------ Material shown
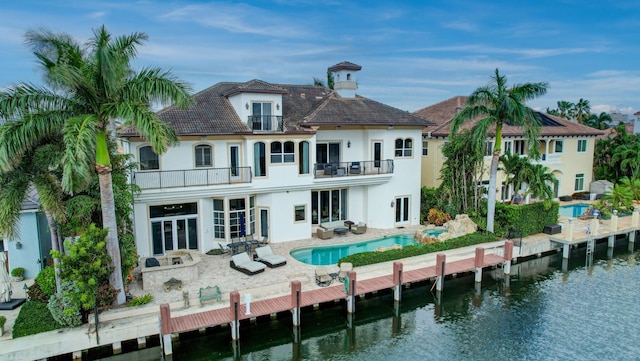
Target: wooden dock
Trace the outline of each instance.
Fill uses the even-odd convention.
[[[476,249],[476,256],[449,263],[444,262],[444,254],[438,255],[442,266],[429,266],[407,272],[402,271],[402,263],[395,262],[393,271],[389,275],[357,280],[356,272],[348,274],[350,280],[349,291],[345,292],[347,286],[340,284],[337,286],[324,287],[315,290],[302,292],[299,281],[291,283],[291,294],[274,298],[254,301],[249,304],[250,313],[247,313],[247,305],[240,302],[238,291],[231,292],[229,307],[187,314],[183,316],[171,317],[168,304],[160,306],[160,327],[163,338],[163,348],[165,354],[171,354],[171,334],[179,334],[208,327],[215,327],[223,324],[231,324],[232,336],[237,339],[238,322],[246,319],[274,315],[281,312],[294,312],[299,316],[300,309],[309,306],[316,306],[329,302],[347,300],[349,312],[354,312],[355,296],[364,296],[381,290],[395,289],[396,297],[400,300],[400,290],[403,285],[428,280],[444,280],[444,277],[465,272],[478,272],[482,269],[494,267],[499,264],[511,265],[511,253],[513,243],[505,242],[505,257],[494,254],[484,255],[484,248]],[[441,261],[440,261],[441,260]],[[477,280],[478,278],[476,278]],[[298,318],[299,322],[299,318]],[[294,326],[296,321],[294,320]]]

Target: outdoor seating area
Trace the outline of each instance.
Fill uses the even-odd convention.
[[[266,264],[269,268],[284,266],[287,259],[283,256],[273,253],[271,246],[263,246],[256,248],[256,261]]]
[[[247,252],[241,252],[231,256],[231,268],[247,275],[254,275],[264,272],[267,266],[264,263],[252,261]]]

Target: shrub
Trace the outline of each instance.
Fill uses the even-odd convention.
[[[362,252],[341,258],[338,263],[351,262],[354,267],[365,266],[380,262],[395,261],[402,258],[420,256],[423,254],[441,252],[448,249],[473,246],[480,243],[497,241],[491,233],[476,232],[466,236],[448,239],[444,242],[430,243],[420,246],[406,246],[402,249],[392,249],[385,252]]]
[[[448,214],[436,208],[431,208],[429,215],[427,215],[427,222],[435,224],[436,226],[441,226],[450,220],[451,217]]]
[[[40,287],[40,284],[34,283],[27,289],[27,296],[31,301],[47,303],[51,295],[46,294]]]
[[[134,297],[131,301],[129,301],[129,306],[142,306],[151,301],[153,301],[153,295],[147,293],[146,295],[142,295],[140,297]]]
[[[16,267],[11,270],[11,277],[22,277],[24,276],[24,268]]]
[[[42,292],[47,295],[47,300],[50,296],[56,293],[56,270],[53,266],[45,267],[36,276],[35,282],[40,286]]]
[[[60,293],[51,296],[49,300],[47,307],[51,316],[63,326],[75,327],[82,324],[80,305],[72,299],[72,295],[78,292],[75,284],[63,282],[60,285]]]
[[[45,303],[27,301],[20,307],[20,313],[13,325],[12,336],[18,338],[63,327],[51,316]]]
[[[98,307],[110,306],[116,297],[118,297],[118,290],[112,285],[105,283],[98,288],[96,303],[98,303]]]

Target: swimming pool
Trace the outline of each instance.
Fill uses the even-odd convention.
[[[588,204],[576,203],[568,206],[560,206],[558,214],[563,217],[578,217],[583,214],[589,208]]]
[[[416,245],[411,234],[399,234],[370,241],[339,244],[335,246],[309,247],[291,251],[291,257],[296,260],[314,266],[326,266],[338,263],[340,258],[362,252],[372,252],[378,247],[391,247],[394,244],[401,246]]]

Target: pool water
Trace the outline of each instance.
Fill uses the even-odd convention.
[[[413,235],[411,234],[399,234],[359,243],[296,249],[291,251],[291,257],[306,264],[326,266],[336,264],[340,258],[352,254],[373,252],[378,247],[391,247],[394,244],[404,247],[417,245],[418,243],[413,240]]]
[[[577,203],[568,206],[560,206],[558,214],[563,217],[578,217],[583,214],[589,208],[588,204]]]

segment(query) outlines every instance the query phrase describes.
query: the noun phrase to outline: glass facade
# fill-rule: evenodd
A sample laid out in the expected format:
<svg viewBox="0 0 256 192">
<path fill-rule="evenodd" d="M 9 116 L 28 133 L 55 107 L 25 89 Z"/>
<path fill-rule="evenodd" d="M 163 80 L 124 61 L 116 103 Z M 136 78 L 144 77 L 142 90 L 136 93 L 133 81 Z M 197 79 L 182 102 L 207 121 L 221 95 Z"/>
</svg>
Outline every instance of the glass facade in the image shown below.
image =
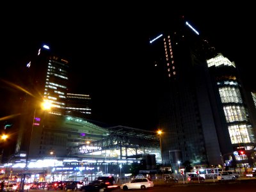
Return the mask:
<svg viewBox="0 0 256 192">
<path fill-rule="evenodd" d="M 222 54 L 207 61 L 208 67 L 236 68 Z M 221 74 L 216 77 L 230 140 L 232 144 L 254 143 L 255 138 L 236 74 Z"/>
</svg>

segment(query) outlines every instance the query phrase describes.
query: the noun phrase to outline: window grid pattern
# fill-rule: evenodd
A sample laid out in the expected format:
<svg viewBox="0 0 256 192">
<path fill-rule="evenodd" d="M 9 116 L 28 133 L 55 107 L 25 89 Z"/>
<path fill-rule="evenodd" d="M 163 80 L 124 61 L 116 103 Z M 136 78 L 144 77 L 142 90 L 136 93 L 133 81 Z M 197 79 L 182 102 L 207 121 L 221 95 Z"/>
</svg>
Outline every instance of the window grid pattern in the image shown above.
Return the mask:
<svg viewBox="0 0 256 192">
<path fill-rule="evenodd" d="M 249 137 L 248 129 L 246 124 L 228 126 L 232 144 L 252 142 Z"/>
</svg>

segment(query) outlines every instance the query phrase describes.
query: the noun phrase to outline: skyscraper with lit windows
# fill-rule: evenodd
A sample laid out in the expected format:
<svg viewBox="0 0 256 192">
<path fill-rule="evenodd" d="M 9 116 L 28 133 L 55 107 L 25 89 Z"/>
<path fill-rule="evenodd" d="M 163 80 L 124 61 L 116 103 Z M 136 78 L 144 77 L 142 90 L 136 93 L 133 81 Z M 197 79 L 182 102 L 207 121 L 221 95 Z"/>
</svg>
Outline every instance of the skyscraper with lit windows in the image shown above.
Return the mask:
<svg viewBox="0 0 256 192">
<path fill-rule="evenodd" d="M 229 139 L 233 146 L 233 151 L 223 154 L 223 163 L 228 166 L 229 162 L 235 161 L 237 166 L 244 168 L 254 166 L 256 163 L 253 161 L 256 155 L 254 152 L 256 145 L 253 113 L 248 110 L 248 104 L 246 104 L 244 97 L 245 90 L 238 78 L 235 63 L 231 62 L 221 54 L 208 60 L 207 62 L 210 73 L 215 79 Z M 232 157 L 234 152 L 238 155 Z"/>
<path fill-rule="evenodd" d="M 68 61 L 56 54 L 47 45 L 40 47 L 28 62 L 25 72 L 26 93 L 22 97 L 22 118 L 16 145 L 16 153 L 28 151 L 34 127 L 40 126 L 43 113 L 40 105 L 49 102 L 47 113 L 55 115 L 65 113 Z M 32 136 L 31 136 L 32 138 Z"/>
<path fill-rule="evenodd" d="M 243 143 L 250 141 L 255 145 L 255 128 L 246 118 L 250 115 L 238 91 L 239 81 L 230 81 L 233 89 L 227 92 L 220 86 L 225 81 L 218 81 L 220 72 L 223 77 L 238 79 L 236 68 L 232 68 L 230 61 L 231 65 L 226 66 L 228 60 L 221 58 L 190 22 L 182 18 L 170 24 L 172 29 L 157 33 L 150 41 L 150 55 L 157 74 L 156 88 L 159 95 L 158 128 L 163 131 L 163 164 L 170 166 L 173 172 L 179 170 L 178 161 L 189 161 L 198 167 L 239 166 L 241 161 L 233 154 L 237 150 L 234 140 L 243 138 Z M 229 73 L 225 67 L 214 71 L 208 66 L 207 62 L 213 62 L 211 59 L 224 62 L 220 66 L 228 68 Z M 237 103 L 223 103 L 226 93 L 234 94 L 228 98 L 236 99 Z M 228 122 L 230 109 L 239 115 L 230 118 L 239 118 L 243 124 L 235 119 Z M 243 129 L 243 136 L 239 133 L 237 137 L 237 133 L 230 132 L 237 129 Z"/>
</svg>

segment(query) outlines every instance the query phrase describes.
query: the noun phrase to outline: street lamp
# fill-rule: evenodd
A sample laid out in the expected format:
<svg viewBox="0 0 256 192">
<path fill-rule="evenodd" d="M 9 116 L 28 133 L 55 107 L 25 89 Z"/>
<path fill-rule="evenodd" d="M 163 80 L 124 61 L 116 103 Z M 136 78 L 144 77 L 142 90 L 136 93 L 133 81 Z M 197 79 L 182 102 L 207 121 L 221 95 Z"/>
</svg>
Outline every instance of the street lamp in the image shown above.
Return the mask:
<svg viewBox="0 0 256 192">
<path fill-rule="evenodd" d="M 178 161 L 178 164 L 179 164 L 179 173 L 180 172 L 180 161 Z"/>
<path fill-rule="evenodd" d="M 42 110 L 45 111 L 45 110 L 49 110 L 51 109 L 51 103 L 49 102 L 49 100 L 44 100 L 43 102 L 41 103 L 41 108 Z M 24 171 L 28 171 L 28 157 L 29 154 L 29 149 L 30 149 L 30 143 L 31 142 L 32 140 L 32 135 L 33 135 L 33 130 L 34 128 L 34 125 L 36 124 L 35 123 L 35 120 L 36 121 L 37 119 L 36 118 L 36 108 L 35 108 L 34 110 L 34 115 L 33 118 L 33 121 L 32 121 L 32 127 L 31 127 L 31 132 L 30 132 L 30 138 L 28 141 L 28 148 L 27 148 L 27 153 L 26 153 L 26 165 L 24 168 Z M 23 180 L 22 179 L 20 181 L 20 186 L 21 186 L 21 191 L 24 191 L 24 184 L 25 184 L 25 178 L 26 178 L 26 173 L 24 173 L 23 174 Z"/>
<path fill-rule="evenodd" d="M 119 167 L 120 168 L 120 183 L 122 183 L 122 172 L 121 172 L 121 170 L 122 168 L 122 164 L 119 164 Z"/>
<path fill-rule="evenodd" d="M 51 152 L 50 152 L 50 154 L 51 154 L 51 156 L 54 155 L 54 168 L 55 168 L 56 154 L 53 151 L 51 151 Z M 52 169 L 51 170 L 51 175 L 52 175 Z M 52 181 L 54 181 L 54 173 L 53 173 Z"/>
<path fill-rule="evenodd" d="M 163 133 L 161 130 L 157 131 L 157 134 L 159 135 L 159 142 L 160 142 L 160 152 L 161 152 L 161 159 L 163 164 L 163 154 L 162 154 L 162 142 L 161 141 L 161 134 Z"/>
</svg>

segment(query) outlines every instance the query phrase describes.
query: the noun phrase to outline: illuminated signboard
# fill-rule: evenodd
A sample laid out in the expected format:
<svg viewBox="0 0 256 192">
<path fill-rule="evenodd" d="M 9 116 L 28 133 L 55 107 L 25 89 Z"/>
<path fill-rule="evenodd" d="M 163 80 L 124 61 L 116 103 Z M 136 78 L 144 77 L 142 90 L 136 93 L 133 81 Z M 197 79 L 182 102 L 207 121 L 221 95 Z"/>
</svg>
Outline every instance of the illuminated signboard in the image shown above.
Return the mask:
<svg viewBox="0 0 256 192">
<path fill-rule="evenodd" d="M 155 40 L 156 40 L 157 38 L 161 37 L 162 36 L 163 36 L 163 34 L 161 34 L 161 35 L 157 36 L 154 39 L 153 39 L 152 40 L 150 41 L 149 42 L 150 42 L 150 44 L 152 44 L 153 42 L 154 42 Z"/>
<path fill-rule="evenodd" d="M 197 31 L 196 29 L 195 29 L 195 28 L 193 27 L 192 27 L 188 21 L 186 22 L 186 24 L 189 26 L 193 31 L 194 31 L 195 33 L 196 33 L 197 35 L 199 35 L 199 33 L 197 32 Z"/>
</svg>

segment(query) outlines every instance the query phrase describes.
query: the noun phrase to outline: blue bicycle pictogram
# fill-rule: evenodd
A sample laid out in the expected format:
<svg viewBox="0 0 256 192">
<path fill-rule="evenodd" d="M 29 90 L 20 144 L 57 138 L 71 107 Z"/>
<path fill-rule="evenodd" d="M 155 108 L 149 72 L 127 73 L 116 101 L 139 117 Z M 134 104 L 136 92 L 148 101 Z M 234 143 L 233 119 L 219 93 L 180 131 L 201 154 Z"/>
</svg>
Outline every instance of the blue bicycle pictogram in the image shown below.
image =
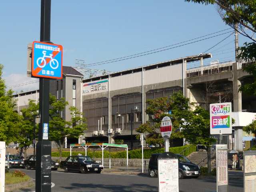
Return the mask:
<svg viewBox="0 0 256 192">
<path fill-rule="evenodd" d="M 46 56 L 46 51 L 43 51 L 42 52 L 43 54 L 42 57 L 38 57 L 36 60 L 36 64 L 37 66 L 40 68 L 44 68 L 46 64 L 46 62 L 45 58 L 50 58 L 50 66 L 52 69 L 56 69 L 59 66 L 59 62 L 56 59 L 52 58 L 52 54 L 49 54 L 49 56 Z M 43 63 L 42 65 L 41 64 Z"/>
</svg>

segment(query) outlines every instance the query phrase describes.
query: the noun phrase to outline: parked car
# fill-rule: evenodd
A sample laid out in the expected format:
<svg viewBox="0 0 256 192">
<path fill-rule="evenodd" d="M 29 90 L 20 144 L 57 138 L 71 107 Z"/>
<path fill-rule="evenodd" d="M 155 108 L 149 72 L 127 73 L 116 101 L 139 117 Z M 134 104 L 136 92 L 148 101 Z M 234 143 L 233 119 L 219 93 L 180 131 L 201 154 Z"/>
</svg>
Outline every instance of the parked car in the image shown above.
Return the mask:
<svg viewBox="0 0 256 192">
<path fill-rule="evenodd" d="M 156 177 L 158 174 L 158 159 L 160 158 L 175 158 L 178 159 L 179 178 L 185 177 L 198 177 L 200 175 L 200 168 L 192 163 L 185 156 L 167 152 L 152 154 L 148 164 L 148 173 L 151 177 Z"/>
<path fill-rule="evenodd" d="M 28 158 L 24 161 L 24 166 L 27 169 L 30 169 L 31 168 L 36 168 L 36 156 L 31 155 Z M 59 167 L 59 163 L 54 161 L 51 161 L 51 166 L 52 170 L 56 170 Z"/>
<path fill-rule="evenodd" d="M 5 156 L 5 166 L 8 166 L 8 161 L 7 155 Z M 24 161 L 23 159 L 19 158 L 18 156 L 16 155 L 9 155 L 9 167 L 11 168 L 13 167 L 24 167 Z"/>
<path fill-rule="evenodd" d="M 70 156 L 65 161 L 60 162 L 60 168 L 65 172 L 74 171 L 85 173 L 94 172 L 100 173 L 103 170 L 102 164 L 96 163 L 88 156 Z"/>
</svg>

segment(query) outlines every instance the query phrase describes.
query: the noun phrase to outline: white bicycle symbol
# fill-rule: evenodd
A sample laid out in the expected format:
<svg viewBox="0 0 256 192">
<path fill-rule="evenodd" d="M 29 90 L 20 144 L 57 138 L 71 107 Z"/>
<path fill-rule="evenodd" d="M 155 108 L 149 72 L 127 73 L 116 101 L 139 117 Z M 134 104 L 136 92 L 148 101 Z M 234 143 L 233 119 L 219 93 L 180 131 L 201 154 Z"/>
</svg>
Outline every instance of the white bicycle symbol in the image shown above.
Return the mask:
------------
* Task objective *
Pull out each line of the listing above that contains the string "Target". Case counts.

* Complete answer *
Target: wooden dock
Target: outdoor seating area
Target: shrub
Target: swimming pool
Target: pool water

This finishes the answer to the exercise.